- [AIM OF THE TASK] Pick out every line of the material below that contains the word "lamp", and copy each one in full.

....

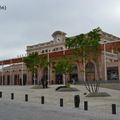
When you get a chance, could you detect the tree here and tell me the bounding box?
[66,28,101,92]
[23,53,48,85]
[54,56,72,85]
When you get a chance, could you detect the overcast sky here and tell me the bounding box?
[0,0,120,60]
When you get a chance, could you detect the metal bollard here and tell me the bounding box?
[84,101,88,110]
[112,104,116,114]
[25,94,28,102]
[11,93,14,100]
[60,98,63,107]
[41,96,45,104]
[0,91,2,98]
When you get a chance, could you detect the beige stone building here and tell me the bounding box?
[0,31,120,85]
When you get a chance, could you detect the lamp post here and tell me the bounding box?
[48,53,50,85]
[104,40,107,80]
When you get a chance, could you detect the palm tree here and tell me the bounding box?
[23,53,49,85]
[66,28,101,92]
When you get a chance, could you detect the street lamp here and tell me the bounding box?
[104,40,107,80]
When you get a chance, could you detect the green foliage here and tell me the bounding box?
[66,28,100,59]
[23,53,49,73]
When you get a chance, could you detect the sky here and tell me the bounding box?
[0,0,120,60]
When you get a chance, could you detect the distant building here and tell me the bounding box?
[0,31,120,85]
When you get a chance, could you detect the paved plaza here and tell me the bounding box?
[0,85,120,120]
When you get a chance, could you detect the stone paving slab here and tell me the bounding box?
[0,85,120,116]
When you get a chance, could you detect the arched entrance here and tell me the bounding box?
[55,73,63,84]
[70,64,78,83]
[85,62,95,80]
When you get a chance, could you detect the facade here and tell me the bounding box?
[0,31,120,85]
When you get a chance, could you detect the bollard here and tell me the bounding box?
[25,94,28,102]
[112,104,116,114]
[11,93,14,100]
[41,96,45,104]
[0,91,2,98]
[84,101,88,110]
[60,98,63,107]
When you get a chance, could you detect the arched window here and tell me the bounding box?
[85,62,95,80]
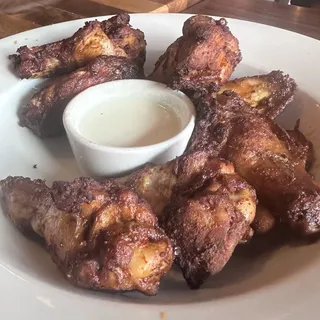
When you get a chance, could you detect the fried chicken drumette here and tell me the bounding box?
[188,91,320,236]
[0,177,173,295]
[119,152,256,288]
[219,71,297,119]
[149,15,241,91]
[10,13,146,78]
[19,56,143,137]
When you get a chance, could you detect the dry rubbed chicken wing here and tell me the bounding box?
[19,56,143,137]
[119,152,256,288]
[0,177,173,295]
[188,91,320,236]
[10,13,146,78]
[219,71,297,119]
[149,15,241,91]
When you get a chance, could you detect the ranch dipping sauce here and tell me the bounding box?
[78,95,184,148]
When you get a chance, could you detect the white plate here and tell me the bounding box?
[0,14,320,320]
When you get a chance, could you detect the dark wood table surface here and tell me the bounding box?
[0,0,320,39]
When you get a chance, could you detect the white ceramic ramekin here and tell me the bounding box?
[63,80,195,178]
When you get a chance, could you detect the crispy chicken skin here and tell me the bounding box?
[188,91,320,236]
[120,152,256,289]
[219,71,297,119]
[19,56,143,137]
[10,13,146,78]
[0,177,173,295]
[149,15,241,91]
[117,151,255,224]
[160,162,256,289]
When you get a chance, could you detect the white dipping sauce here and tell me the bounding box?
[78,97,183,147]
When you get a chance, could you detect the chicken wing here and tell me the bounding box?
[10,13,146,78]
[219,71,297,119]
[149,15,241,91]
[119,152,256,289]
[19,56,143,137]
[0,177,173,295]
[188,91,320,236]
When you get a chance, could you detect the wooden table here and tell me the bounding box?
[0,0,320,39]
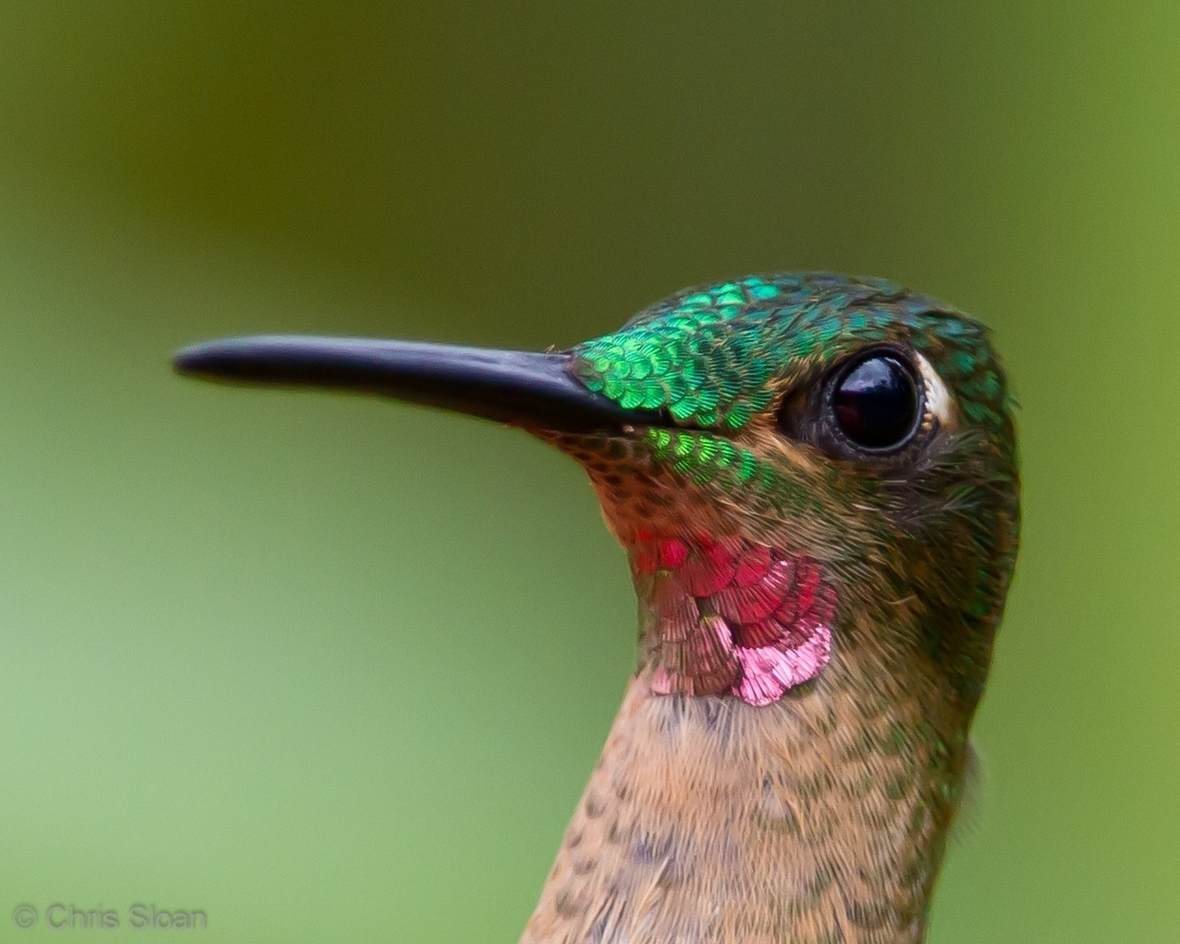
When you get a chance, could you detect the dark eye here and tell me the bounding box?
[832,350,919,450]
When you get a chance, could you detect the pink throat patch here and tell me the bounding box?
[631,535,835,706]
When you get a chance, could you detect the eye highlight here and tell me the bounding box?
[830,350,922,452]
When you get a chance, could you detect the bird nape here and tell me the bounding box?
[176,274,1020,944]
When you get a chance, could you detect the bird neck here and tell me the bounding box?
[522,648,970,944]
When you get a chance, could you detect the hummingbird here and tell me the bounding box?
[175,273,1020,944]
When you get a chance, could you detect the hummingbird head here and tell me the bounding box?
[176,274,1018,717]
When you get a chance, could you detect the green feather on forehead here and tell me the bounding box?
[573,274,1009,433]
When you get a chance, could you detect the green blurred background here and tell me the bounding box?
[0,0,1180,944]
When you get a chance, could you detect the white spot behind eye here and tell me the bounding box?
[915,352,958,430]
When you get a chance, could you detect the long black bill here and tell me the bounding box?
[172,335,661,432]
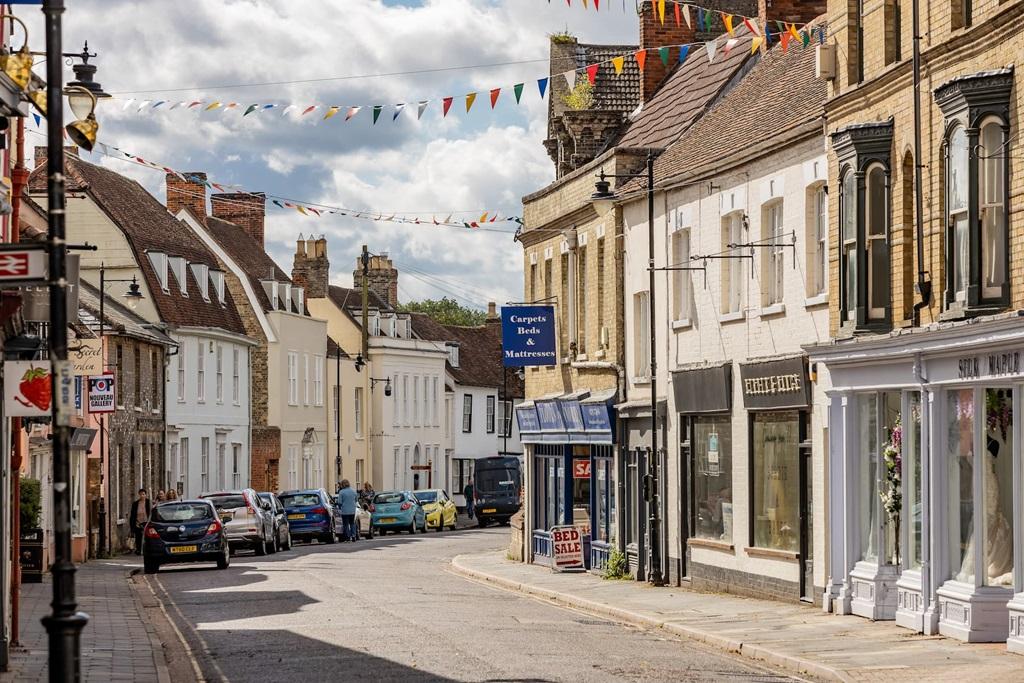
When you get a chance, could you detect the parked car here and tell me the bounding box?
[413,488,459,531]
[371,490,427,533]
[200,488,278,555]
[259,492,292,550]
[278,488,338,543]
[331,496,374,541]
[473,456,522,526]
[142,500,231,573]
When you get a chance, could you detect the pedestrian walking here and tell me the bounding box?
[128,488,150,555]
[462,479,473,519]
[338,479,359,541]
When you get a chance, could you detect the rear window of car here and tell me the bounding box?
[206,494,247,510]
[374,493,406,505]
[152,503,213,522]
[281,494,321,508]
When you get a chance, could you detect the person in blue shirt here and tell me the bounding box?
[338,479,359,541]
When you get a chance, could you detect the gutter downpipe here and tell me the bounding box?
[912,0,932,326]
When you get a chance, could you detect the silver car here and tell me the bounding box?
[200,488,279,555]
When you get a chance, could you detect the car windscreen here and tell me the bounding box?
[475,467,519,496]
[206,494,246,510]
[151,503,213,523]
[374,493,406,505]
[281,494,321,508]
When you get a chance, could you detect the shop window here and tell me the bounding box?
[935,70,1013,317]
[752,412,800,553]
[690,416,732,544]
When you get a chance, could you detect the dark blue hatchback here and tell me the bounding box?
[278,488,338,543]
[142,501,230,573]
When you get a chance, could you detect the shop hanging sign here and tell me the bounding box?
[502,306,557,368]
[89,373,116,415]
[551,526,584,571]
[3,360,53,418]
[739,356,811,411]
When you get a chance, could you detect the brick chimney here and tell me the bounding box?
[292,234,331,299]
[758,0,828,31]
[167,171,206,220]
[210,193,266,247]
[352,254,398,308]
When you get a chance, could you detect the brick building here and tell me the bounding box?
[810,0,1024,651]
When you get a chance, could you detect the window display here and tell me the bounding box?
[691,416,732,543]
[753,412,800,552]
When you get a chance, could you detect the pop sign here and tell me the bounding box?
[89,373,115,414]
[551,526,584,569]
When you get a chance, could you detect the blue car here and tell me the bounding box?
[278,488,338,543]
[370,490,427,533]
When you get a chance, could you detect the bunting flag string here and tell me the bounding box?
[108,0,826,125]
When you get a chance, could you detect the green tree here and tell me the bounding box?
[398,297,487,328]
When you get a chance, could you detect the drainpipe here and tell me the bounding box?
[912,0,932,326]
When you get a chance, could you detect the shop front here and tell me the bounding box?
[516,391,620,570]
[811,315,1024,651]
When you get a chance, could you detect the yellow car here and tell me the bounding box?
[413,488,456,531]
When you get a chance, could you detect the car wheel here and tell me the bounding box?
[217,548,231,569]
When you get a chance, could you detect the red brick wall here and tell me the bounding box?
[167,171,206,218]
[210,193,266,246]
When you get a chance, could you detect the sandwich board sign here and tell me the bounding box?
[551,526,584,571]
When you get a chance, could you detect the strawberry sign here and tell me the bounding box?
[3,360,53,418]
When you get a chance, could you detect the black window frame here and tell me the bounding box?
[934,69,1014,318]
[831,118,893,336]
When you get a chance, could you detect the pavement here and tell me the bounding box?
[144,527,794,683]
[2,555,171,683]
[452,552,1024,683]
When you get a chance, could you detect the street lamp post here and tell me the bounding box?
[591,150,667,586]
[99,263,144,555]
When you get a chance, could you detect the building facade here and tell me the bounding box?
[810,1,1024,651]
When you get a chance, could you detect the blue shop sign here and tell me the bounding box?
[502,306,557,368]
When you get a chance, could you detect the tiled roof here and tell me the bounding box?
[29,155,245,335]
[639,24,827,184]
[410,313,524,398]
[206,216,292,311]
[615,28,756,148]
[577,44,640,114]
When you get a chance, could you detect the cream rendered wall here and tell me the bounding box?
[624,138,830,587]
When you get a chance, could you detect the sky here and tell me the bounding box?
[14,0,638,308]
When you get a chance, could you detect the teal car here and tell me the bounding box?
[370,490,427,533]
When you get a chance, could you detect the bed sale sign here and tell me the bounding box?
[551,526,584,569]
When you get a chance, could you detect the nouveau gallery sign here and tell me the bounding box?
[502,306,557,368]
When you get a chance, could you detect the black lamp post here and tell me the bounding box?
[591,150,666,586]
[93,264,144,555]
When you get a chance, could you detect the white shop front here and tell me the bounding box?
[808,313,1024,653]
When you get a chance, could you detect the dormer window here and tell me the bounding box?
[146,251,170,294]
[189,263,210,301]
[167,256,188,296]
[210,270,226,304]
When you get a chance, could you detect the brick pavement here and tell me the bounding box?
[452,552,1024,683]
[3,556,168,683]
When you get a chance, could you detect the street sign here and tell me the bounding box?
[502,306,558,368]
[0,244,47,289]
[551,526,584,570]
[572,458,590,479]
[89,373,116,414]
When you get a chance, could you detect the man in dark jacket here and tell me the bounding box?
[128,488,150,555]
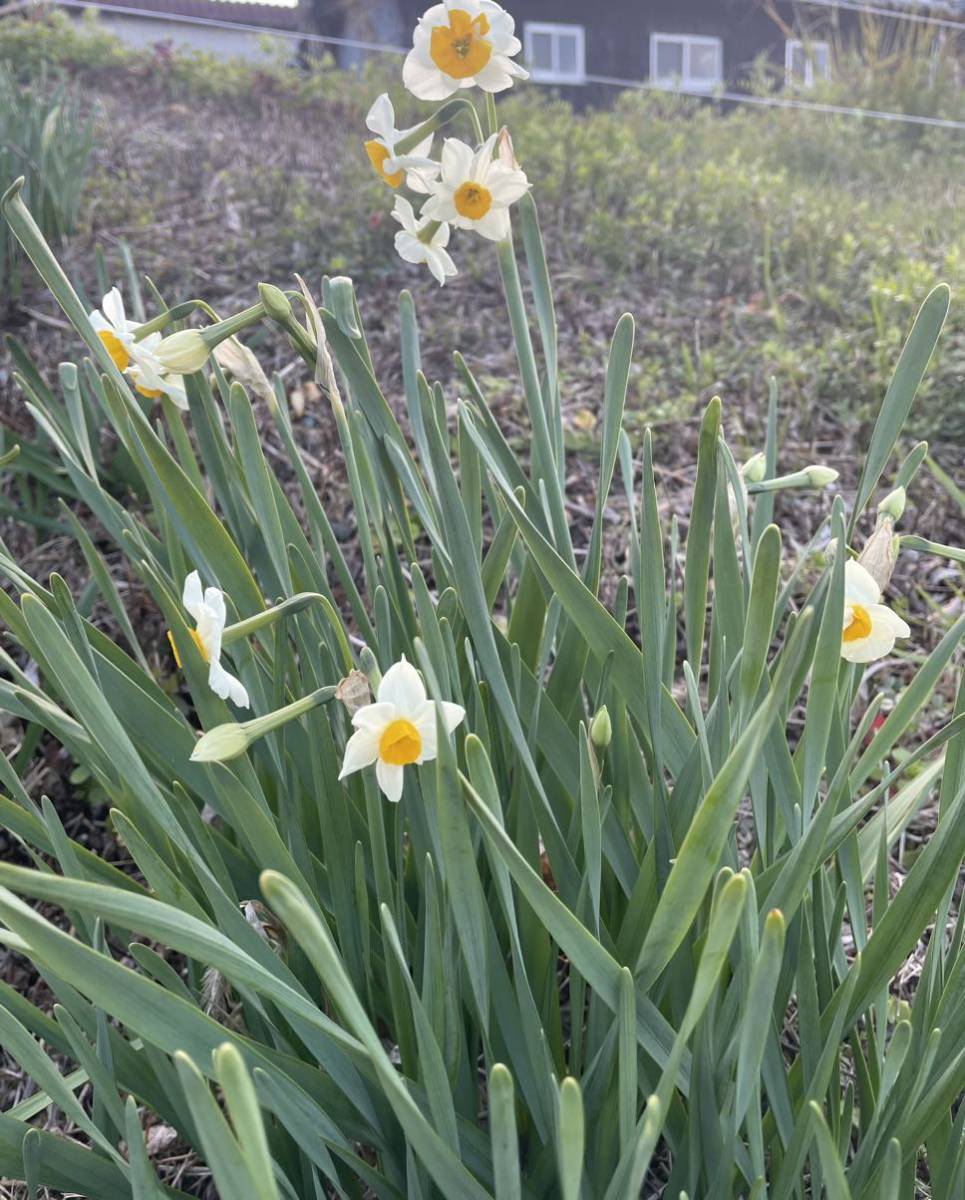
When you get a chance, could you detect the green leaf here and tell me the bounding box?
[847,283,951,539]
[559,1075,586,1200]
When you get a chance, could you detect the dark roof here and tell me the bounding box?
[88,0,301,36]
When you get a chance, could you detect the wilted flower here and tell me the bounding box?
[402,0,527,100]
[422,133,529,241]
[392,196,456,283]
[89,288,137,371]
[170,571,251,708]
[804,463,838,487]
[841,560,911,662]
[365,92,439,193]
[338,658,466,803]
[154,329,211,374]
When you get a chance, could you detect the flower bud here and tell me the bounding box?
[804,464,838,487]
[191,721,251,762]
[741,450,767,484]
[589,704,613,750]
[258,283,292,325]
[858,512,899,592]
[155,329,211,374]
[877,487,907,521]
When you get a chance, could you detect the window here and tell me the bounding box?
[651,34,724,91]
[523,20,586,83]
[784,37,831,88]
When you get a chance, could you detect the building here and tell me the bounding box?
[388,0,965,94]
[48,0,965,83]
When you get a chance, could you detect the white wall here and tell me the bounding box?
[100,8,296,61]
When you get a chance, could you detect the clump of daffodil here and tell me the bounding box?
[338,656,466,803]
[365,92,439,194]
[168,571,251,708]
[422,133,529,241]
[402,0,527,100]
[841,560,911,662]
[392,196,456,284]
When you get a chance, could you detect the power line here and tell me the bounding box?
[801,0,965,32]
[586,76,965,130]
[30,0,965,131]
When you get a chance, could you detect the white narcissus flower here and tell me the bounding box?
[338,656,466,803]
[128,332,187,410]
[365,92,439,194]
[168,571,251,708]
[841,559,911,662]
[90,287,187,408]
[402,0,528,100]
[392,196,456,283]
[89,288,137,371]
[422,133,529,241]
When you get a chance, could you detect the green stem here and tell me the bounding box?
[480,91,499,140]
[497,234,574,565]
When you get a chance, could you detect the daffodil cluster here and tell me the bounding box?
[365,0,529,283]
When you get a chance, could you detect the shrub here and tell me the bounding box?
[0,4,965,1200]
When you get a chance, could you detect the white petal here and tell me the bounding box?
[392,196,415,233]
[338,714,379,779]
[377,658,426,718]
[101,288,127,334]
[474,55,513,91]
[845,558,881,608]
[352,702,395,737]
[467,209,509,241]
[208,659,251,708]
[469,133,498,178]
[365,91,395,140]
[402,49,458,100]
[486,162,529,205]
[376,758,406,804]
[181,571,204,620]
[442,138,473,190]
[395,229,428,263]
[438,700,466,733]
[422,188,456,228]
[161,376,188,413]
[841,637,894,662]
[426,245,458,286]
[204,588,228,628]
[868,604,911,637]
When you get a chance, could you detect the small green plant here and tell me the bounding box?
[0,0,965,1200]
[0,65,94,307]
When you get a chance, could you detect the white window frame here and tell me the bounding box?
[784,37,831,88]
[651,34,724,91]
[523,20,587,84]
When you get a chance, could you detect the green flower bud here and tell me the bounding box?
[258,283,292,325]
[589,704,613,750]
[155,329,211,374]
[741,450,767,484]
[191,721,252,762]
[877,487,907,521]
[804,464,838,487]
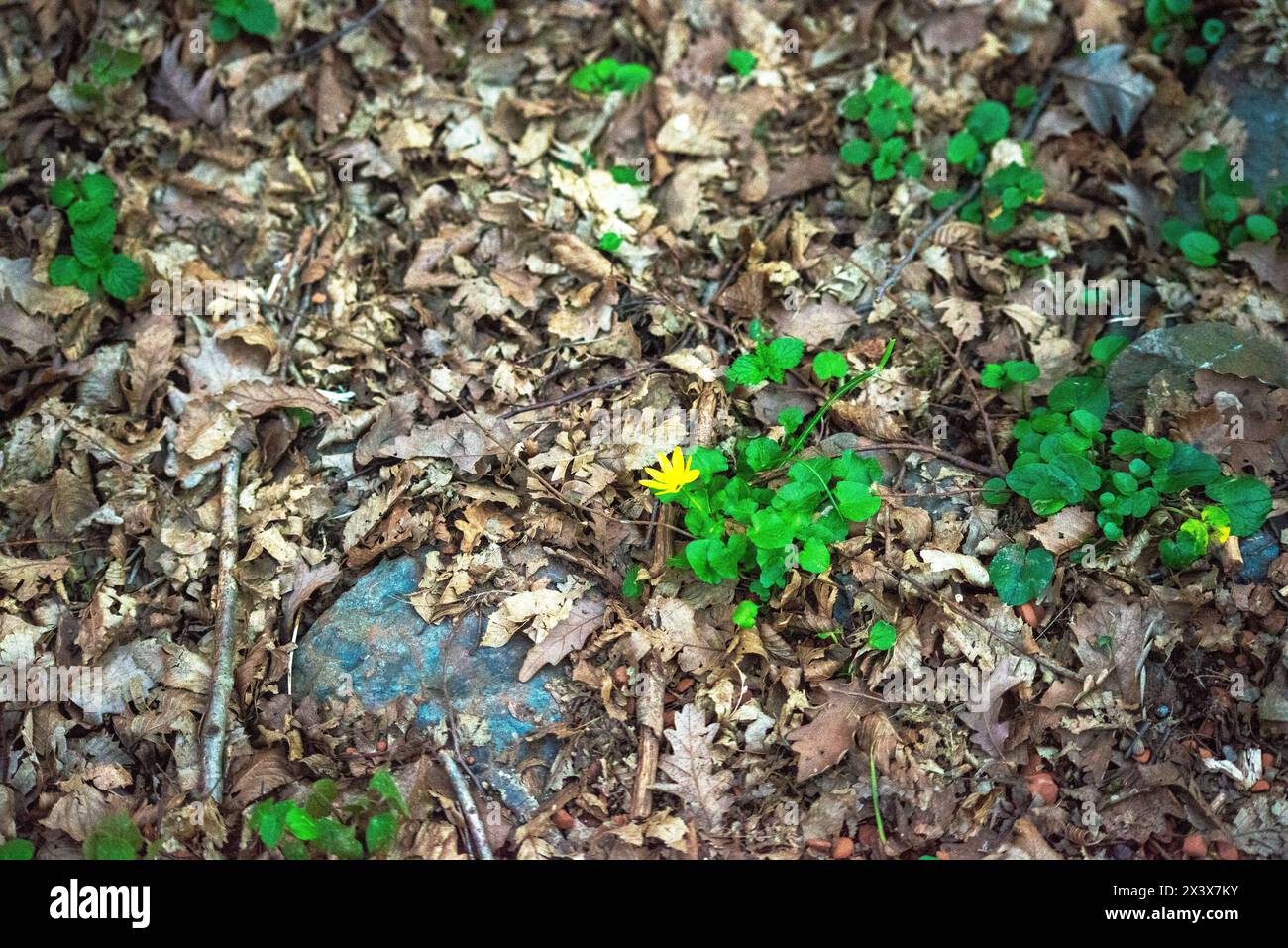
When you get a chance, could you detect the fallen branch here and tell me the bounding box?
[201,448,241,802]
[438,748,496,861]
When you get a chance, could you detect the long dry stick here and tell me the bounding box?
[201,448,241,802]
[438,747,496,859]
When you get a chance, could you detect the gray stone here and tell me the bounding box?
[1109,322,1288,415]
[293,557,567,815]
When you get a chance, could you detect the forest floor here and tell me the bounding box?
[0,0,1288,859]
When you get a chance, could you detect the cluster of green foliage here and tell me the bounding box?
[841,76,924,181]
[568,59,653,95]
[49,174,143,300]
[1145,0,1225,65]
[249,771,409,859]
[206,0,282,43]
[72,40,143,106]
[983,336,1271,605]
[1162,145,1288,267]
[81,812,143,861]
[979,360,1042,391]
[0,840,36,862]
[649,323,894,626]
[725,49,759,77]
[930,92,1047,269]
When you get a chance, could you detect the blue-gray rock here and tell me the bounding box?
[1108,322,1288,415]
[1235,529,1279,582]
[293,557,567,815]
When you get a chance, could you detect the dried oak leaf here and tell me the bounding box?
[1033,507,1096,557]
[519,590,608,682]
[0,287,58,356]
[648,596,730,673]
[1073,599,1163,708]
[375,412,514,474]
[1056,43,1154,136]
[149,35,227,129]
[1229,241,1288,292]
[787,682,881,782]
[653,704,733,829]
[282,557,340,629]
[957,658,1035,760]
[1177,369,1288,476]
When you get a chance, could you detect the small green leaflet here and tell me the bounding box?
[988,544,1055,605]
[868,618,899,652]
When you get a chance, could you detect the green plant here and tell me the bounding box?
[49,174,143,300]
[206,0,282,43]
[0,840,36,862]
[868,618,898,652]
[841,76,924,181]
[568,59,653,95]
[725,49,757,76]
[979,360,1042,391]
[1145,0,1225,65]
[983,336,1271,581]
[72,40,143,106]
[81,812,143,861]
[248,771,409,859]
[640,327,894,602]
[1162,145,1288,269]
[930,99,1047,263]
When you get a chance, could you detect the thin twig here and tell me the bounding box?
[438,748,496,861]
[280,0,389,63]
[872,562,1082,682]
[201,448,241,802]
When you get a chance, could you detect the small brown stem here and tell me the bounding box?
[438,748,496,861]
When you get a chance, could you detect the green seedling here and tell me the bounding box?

....

- [SOLUTION]
When you get a chance, could you detect the lamp post here and tell me the bounding box?
When you get a chance, could you detect the street lamp here and tell me the bounding box?
When you get a chance, could you detect the street lamp post here and tell me the bounding box?
When you get a chance, could you detect the black lamp post here and tell me the bounding box?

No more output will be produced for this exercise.